[The request] Render the listing below as a Markdown table with the columns Row and Line, with one numbered row per line and no blank lines. Start at the line that contains "In this exercise you will label every instance of the cascading" and end at the line that contains "x=130, y=245", include both of those lines, and leave the pictures out.

[Information provided]
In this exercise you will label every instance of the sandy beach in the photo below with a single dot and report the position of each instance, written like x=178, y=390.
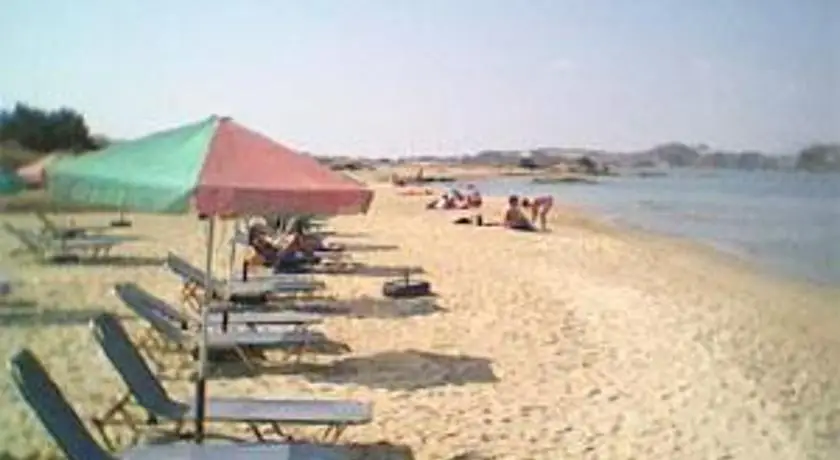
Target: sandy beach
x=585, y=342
* * *
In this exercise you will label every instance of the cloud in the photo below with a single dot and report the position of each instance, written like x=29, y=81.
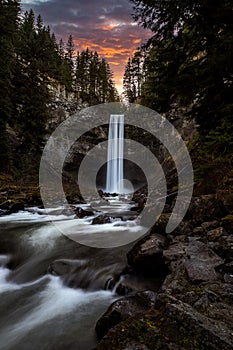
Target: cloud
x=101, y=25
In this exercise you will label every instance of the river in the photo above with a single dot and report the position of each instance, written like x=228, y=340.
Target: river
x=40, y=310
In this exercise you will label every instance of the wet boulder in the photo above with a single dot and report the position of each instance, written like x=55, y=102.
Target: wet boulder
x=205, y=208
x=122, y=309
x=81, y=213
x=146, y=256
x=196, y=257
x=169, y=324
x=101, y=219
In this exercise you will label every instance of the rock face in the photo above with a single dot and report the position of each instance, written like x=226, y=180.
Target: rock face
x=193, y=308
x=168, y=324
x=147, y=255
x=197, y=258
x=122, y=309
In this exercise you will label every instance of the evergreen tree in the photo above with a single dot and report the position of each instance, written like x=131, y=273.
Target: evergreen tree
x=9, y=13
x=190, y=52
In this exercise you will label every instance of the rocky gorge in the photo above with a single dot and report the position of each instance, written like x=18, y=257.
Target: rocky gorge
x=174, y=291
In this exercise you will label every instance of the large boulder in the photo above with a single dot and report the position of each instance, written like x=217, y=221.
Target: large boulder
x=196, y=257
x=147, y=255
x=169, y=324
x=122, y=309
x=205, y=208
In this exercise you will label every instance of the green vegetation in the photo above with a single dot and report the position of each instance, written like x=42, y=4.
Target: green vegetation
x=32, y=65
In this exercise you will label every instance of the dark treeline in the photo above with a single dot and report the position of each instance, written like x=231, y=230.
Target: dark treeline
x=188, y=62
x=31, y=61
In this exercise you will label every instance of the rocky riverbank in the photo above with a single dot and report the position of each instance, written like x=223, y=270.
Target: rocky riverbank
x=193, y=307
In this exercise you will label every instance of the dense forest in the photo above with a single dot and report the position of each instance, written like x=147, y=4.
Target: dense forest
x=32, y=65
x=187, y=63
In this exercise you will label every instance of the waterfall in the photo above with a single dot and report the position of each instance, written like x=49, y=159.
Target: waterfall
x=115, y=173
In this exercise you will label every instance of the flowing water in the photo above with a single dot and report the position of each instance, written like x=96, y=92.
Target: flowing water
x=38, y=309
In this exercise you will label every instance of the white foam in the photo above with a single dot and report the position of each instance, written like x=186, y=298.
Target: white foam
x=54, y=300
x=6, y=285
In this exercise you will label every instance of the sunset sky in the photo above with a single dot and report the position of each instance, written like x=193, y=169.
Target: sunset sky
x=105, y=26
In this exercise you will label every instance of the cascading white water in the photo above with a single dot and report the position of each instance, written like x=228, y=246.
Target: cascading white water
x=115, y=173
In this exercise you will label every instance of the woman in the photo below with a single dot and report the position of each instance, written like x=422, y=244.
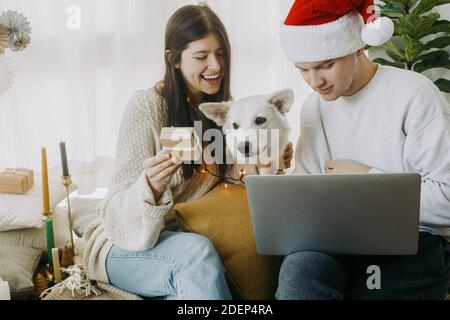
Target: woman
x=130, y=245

[Result of this task]
| Row | Line |
|---|---|
| 1 | In this exercise you will label every instance of the cascading white water in the photo above with a single dot and report the position of each instance, written like x=228, y=246. |
| 2 | Target: cascading white water |
| 3 | x=115, y=173 |
| 4 | In this exercise you will label every instance of the woman in the photo below with a single dot and report the position of each instance, written like x=422, y=244. |
| 5 | Target: woman |
| 6 | x=130, y=245 |